**SET TASK:**
In the part of the material that opens with the line containing "blue 't' sign in this photo." and closes with the line containing "(1114, 406)", replace "signal-timing review" with "intersection audit" and reproduce those lines with no other changes, omitting any pictures.
---------- EXTRACTED RECORDS ----------
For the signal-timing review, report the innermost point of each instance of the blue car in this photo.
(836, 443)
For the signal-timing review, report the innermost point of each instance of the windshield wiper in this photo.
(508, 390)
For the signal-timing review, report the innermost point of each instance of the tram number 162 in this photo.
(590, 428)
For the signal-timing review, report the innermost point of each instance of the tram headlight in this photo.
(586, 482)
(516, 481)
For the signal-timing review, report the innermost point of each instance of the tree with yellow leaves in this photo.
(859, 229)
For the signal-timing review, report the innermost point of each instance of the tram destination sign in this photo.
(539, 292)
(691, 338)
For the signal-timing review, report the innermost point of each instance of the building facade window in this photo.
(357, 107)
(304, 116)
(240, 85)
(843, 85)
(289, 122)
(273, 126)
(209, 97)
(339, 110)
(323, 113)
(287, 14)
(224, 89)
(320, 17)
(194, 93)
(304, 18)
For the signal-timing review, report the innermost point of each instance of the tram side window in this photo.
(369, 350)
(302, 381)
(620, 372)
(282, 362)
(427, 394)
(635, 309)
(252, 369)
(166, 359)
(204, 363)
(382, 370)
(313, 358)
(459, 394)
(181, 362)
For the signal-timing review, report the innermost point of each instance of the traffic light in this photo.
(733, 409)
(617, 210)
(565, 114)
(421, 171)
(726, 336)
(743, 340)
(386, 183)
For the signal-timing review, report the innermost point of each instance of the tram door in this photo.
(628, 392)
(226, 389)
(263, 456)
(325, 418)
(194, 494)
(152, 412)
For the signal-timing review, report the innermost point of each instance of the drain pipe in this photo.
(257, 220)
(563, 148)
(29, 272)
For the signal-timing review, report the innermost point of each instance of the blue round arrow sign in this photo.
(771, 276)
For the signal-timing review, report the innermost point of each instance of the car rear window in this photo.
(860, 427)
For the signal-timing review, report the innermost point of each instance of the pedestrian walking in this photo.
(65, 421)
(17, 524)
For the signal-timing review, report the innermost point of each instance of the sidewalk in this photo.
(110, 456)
----------
---------- EXTRACTED RECORDS ----------
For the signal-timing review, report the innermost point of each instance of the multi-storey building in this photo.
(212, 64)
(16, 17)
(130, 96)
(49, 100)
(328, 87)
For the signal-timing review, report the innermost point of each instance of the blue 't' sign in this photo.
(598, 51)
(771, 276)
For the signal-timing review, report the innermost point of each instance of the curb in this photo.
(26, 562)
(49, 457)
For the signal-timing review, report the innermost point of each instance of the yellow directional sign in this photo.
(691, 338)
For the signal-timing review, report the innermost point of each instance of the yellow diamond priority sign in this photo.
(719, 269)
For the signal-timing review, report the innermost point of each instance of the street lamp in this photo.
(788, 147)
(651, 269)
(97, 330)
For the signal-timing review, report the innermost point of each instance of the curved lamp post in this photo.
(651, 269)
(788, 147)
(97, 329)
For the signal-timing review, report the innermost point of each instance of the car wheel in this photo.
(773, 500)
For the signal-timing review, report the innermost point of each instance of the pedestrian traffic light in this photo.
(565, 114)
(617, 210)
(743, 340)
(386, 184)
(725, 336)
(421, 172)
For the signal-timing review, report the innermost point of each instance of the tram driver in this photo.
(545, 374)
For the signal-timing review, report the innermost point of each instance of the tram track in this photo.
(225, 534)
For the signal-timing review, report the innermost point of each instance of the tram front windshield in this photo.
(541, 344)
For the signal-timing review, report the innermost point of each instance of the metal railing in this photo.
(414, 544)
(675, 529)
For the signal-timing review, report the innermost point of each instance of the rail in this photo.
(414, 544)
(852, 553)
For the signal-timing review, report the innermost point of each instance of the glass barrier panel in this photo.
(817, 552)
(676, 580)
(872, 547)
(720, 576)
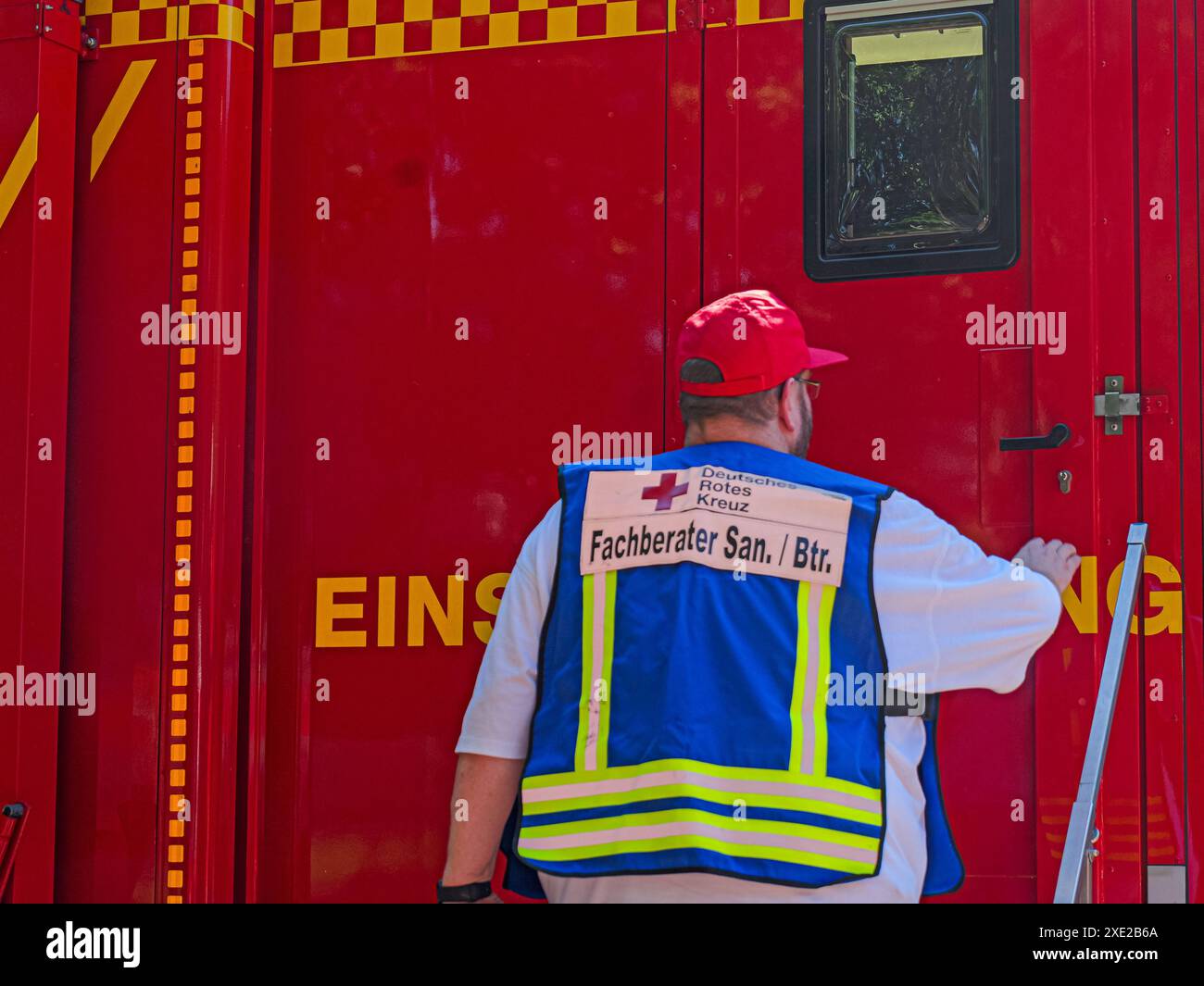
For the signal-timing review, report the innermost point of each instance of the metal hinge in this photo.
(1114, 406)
----------
**EXPECTED ANSWER:**
For the intersection audit, report the innermost point of each instance of the blue 't' sign in this photo.
(598, 51)
(771, 276)
For the intersection audit, report the innermost point of each instance of the curb in this photo.
(26, 562)
(49, 457)
For the intersection audit, report the innermost point of each instance of the yellow directional sign in this photo.
(691, 338)
For the intersection audit, report the innermost point of each instance of the yellow diamond priority sign in this photo.
(719, 269)
For the intersection audit, report the innermost point of each instance of the street lamp in this photo.
(788, 147)
(651, 269)
(97, 330)
For the intersection audit, report the innermost point of each instance of the curved lamp post in this photo.
(651, 269)
(788, 147)
(97, 329)
For the intersection audit, report the innermost point of each instance of the car wheel in this photo.
(773, 500)
For the intersection audit, report the innermost point of each instance of the pedestrian traffic light in this photo.
(565, 114)
(617, 210)
(743, 340)
(386, 184)
(725, 336)
(421, 172)
For the intersection audit, report the innermost point of each instance of the tram driver in this photo.
(545, 374)
For the intersection audit, report the innermost point of each instance of the tram track in this photo.
(225, 534)
For the intersection audit, report the innermost point of each instance of the tram front windshield in this photo.
(541, 344)
For the intersection audit, report the innermost point of each instance of the metal railing in this photo.
(414, 544)
(675, 529)
For the intersection audit, report the innermost point of each instance of the rail in this photo.
(414, 544)
(852, 553)
For the intersection audit, report the innermost point of each instance of the glass barrier panel in this photo.
(817, 552)
(676, 580)
(872, 547)
(720, 576)
For the intersection audit, report the innermost point of each instance of the metal hinge in this photo.
(1114, 406)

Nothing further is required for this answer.